» Goal of the exercise
Give the lines of the records as a numbered list, beginning at the line that contains "Okay, I'll take the bet. The yellow" and stopping after the last line of the records, with blank lines omitted. Leave the pictures out of the list.

Start Data entries

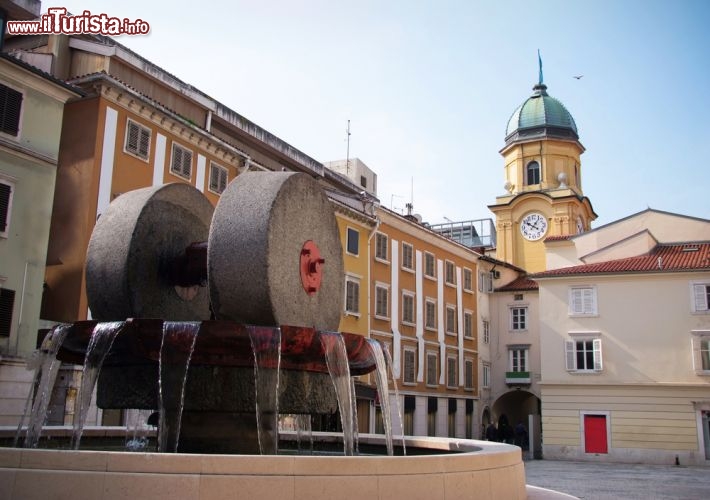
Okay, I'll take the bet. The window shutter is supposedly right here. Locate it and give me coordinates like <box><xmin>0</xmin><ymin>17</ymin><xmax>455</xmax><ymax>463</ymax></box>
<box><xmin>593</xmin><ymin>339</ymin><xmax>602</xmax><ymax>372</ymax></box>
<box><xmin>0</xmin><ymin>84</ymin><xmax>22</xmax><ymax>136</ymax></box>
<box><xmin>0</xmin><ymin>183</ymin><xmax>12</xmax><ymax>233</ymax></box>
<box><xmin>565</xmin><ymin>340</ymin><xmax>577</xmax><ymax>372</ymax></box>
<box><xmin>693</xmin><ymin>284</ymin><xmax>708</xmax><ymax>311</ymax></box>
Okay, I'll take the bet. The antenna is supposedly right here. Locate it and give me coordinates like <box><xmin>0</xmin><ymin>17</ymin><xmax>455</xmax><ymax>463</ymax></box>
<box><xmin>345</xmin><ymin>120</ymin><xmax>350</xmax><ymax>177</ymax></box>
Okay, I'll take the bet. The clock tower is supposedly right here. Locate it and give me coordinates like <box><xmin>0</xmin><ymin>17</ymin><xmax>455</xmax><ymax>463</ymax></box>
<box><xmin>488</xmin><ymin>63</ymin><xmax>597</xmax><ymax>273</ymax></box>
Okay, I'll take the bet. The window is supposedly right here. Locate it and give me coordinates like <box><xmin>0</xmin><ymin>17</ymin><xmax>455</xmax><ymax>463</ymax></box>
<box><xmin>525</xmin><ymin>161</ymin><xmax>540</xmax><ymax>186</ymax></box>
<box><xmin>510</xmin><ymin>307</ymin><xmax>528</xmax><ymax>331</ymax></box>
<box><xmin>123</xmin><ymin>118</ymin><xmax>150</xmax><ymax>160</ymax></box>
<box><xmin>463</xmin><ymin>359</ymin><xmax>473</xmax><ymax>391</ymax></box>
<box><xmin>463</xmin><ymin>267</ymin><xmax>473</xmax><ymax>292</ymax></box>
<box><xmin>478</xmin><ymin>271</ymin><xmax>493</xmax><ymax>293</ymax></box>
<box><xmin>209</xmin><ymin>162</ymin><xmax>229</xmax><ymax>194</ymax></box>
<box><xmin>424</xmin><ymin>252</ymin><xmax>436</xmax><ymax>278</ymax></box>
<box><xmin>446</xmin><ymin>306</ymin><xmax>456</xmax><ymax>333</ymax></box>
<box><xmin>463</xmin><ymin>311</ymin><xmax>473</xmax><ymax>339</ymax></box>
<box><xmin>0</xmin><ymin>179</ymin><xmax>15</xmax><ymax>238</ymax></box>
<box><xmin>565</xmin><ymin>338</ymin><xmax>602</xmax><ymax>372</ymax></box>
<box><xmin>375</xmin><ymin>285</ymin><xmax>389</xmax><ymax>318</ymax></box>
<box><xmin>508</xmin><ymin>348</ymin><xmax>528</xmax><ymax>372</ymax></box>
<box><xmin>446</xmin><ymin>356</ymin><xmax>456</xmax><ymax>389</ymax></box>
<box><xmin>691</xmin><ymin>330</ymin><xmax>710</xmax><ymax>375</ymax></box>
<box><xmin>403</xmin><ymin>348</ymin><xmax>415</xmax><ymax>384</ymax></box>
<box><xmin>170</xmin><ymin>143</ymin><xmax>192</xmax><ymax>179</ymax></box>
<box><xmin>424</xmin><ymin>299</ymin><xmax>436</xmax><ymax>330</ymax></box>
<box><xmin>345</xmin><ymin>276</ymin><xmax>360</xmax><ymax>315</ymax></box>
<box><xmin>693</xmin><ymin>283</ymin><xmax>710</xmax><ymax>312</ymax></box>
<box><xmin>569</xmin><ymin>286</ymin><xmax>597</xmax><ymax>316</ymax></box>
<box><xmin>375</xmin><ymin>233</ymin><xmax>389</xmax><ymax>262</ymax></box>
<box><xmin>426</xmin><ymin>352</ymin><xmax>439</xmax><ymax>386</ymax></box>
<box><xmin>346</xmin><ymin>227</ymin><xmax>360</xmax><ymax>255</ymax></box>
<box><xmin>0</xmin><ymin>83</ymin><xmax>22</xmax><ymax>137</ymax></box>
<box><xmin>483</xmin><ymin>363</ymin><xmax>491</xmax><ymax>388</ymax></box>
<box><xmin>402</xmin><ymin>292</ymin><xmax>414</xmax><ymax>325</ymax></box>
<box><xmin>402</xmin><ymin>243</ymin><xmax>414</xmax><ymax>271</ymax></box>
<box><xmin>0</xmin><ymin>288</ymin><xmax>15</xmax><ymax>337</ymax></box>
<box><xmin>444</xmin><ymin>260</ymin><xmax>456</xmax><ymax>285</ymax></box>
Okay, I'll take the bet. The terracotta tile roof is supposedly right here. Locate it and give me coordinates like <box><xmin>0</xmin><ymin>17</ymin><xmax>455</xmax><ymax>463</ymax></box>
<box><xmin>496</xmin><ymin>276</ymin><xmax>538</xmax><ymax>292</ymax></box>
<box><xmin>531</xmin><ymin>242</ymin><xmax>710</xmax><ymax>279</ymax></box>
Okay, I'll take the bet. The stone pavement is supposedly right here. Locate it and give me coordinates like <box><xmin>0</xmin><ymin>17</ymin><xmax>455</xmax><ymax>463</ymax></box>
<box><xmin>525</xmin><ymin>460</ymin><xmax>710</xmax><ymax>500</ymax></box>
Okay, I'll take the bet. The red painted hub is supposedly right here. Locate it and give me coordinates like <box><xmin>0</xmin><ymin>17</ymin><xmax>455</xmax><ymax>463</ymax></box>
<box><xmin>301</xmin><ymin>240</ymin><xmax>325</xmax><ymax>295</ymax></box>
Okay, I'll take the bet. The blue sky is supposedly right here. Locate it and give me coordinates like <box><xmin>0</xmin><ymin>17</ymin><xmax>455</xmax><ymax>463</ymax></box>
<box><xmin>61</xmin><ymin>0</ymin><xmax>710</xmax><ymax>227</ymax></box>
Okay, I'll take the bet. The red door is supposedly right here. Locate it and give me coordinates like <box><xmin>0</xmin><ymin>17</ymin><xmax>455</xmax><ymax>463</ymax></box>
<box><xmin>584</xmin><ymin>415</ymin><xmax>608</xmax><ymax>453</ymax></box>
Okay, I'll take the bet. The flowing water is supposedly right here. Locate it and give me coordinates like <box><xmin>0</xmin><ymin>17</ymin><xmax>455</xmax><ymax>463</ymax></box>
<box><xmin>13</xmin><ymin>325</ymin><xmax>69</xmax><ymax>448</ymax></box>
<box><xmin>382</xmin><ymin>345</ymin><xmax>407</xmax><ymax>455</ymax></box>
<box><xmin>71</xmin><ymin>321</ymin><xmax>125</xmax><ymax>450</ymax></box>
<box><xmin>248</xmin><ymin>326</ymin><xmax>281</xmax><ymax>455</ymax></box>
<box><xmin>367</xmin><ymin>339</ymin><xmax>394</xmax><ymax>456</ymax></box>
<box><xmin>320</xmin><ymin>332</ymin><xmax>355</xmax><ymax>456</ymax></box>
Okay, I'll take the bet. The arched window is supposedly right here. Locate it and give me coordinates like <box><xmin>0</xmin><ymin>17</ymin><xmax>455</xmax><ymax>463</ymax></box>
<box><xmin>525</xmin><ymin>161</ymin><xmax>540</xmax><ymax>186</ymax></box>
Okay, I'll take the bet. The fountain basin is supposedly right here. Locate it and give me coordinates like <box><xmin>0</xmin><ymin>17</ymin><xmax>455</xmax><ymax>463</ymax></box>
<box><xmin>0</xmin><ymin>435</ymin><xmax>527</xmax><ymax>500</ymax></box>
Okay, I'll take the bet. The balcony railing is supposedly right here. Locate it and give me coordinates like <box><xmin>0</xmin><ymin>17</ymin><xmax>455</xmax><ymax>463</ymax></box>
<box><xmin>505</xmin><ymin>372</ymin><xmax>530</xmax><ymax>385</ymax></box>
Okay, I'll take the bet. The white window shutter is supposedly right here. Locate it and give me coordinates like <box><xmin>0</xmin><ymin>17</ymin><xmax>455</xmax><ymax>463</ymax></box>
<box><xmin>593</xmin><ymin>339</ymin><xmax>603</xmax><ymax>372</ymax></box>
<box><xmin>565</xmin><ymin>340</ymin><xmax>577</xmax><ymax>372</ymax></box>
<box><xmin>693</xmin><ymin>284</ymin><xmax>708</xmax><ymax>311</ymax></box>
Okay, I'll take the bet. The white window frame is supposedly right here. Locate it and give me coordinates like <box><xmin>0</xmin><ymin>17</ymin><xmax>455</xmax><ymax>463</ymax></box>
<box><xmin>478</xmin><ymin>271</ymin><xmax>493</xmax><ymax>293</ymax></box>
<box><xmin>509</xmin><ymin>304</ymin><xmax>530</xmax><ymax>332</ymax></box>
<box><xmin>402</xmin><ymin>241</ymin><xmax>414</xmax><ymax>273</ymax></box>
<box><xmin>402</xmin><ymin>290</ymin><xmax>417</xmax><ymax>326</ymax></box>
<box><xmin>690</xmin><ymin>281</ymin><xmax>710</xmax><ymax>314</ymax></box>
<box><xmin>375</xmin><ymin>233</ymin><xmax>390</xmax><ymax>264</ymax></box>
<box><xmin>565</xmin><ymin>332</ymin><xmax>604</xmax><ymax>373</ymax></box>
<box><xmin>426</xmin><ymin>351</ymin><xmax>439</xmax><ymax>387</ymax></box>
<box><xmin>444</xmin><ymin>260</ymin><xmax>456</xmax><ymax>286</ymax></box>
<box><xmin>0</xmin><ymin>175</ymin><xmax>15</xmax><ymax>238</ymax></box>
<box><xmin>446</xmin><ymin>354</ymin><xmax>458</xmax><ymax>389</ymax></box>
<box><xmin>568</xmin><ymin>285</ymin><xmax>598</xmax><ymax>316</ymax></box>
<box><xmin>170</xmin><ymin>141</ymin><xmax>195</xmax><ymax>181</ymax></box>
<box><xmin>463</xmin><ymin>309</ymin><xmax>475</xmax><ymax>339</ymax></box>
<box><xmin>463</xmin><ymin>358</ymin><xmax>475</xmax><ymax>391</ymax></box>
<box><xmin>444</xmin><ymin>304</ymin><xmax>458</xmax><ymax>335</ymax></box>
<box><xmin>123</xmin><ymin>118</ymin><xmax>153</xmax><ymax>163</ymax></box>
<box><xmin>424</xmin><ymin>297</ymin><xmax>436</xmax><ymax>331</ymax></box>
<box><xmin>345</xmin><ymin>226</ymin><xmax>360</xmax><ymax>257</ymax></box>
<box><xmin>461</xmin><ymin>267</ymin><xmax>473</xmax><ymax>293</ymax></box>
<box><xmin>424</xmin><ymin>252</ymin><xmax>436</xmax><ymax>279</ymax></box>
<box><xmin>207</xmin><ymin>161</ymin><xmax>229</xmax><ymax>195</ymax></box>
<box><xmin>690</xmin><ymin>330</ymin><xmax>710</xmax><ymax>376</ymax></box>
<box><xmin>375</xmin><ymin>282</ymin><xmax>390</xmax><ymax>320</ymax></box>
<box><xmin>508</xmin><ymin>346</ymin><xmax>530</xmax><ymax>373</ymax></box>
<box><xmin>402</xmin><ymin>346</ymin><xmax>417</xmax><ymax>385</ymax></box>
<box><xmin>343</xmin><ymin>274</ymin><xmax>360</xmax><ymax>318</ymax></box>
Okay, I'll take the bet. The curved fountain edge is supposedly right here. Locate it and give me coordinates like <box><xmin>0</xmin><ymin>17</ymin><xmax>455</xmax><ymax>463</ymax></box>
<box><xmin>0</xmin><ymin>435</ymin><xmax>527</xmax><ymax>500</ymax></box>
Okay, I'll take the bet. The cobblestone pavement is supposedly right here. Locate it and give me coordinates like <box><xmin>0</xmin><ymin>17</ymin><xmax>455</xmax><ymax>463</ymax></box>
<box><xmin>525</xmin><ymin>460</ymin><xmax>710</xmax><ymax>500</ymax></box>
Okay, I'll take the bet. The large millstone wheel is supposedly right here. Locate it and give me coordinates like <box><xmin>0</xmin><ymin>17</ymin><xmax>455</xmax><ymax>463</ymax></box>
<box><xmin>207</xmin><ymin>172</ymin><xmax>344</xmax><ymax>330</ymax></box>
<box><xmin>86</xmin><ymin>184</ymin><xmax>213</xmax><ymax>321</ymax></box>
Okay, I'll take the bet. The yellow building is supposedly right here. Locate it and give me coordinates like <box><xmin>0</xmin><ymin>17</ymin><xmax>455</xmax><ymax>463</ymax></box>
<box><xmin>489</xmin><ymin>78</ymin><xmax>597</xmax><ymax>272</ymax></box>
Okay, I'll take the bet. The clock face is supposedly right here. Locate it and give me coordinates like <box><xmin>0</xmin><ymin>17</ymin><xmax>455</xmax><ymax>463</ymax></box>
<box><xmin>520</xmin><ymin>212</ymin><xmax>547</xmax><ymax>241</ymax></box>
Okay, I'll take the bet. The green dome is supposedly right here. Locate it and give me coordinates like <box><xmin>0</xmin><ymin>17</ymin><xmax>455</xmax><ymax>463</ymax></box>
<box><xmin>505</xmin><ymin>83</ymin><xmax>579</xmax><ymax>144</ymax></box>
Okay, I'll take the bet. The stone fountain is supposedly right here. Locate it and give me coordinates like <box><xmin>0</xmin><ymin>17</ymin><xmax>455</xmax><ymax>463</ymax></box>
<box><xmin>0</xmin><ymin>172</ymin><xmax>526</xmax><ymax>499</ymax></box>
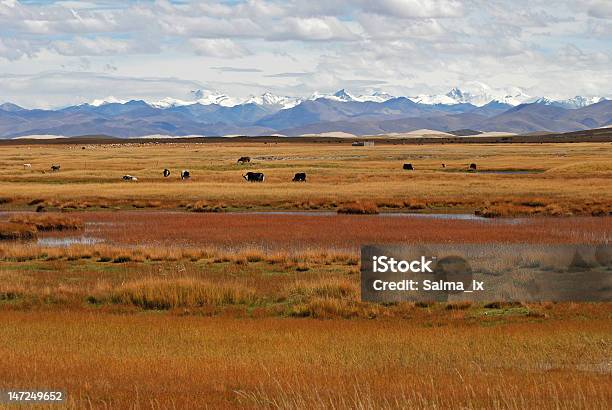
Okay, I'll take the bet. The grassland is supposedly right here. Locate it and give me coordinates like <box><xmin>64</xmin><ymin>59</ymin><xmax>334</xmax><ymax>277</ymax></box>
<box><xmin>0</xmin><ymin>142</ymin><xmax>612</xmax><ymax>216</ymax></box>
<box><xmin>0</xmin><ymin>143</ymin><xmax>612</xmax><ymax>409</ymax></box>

End Data entries

» Worked answer
1. Okay, I'll take the bet. The yellow building is supposedly right here. Locate it and give me coordinates like <box><xmin>0</xmin><ymin>17</ymin><xmax>455</xmax><ymax>463</ymax></box>
2. <box><xmin>489</xmin><ymin>78</ymin><xmax>597</xmax><ymax>272</ymax></box>
3. Okay, I'll take the bet. The clock face is supposedly right here. Locate it and give me coordinates like <box><xmin>0</xmin><ymin>17</ymin><xmax>455</xmax><ymax>463</ymax></box>
4. <box><xmin>520</xmin><ymin>212</ymin><xmax>547</xmax><ymax>241</ymax></box>
5. Okay, I'll take the bet. The green dome is supposedly right here. Locate it and give me coordinates like <box><xmin>0</xmin><ymin>17</ymin><xmax>455</xmax><ymax>463</ymax></box>
6. <box><xmin>505</xmin><ymin>83</ymin><xmax>579</xmax><ymax>144</ymax></box>
7. Okay, I'll take the bet. The stone fountain is supposedly right here. Locate it and give me coordinates like <box><xmin>0</xmin><ymin>17</ymin><xmax>455</xmax><ymax>463</ymax></box>
8. <box><xmin>0</xmin><ymin>172</ymin><xmax>526</xmax><ymax>499</ymax></box>
9. Okay, I'll take the bet. The grassland is supposedly right here. Locate it and give me coordinates like <box><xmin>64</xmin><ymin>59</ymin><xmax>334</xmax><ymax>277</ymax></box>
10. <box><xmin>0</xmin><ymin>142</ymin><xmax>612</xmax><ymax>216</ymax></box>
11. <box><xmin>0</xmin><ymin>143</ymin><xmax>612</xmax><ymax>409</ymax></box>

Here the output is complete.